> [EXERCISE GOAL]
List each line in the data below that contains the word "algae".

------ PROVIDED DATA ------

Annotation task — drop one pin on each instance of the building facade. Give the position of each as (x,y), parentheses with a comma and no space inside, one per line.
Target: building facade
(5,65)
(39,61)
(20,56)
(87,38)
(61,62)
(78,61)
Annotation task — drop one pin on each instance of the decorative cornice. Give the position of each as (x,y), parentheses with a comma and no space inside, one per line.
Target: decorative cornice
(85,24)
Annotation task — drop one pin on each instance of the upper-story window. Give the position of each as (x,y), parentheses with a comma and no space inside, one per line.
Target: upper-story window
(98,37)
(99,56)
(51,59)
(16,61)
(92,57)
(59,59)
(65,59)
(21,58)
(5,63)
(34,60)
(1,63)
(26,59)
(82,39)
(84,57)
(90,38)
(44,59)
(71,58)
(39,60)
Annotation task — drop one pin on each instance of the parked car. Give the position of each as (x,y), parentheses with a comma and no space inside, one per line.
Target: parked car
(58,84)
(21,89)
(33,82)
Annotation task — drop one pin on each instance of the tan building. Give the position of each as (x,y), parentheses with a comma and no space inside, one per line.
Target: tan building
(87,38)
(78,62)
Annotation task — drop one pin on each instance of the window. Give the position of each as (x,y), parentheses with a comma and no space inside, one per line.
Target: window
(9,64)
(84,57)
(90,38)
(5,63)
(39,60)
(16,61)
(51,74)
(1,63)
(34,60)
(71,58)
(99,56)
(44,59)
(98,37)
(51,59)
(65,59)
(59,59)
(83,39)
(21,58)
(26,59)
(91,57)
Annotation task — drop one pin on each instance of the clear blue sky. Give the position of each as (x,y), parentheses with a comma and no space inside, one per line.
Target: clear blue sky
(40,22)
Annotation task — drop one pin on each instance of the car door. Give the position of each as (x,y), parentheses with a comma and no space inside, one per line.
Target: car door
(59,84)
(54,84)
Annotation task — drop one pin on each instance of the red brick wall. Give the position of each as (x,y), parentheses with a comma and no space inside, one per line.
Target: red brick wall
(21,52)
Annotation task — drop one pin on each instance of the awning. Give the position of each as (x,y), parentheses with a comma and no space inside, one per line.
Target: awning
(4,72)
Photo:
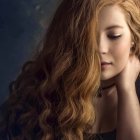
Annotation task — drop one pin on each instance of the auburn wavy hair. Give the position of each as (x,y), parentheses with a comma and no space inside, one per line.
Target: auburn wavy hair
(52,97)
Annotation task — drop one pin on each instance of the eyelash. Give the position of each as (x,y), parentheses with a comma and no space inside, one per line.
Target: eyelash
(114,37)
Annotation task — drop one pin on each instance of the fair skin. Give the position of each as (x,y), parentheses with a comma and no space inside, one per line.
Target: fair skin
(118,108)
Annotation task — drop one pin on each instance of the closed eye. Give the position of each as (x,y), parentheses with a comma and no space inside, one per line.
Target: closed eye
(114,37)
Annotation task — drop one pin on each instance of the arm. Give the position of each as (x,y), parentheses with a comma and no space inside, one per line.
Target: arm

------
------ PROVIDED DATA ------

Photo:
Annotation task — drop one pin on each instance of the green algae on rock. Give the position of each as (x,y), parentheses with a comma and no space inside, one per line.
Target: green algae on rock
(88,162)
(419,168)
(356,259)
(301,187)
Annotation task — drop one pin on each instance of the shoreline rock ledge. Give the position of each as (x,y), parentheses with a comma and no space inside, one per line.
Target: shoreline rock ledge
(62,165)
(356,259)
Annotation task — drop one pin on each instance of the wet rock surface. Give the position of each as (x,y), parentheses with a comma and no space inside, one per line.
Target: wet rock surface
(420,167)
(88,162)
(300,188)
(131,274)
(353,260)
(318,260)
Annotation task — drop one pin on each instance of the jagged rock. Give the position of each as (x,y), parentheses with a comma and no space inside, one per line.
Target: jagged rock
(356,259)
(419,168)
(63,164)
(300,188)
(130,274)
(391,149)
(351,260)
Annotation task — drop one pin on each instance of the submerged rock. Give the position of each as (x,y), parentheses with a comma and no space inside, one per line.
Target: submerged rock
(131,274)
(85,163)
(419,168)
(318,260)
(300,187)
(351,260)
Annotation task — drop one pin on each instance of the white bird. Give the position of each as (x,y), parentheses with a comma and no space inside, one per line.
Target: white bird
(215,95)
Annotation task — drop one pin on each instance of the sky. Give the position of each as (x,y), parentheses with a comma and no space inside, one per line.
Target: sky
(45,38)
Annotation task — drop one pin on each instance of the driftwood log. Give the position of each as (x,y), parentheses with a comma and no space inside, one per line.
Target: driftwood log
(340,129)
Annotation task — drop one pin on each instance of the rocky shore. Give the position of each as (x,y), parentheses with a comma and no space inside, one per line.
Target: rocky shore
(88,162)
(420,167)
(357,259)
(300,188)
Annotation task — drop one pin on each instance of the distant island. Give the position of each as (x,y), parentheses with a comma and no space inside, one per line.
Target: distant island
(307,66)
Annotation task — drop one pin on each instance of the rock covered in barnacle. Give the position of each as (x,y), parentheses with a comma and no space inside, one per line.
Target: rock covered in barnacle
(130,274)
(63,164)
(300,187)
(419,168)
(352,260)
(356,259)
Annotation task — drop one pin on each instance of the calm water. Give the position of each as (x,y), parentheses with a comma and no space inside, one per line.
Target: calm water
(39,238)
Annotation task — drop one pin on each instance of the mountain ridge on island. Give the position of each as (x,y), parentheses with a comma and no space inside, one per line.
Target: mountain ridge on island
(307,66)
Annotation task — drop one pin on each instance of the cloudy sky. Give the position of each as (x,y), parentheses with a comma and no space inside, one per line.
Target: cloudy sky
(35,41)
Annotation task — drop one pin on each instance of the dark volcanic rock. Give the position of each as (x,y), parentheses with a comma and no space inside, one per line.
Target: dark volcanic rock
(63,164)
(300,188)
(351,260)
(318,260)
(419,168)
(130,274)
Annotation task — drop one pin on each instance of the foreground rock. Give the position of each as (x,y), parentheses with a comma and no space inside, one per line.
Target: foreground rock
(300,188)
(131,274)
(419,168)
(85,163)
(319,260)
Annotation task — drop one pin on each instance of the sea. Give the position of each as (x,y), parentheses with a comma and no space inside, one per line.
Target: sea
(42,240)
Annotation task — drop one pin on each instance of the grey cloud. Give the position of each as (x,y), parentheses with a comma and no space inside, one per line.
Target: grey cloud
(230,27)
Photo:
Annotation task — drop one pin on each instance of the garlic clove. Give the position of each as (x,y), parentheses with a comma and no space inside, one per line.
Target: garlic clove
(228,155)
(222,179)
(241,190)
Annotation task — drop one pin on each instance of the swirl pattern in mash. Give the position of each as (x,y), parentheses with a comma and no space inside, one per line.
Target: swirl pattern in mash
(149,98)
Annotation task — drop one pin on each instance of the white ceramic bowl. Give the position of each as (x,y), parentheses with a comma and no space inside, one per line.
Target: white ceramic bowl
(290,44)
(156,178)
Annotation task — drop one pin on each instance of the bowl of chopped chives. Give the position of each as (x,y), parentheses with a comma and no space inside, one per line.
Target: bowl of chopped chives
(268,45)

------

> [ANSWER FOR THE TASK]
Annotation task — drop one pin on each instance of the green algae on rock. Give the position of each as (x,y), parentheses with a comma and no space inside, one per line.
Target: green algae on rock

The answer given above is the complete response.